* _Excerpted passage_
________________________________________

S. Muralidhar | Updated on: Mar 09, 2022

Does this sedan have what it takes to wean buyers away from the SUV? 

Skoda’s India portfolio has witnessed big additions during the last few months. The India 2.0 project vehicles starting with the Kushaq have the potential to completely rewrite the brand’s prospects and bring it ever closer to becoming a mass-market brand with a good market share. Compact SUV Kushaq, the first vehicle built on the MQB-AO-IN platform, was one of last year’s most awaited cars. As promised, more vehicles are in the pipeline sharing that India-centric platform. But after the Kushaq, it is the Slavia sedan that will now share the spotlight at Skoda showrooms.

________________________________________

* _Listed records_
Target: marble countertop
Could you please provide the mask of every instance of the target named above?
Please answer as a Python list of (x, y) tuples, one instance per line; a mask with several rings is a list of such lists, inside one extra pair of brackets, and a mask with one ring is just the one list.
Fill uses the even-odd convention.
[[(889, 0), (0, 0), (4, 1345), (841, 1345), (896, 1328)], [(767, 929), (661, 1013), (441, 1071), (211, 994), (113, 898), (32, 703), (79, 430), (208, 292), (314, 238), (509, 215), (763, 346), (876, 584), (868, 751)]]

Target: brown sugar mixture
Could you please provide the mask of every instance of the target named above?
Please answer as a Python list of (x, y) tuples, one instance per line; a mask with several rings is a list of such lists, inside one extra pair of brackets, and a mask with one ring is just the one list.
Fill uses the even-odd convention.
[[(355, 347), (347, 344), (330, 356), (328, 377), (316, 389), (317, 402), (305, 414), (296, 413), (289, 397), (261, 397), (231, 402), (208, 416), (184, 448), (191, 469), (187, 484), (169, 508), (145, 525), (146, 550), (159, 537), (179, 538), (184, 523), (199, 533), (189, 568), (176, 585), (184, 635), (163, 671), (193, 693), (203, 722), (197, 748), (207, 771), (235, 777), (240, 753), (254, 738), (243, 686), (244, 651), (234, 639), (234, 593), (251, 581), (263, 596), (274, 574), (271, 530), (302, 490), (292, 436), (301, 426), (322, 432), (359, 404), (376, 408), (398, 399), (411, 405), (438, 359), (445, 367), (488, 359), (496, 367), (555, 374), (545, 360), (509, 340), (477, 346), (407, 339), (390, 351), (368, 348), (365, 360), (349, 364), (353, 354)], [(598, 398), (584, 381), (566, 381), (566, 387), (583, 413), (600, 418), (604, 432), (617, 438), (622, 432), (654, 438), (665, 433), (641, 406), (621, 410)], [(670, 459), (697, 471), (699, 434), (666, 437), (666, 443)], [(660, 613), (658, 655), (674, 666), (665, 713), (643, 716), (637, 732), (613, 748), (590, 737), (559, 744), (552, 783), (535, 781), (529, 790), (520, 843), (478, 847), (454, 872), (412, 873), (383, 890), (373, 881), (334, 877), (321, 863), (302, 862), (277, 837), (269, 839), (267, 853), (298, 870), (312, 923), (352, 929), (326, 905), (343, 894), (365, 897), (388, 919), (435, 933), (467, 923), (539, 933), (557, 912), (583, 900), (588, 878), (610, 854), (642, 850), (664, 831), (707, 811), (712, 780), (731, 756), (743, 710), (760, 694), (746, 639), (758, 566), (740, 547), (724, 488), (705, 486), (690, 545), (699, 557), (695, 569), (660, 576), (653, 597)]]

________________________________________

* _To be done_
Answer these from the passage on the Skoda Slavia:
(a) On what date was it updated?
(b) Which vehicle was the first built on the MQB-AO-IN platform?
(c) What kind of vehicle is the Slavia?
The records play no part in this work.

* _The completed task_
(a) Mar 09, 2022
(b) The Kushaq, a compact SUV
(c) A sedan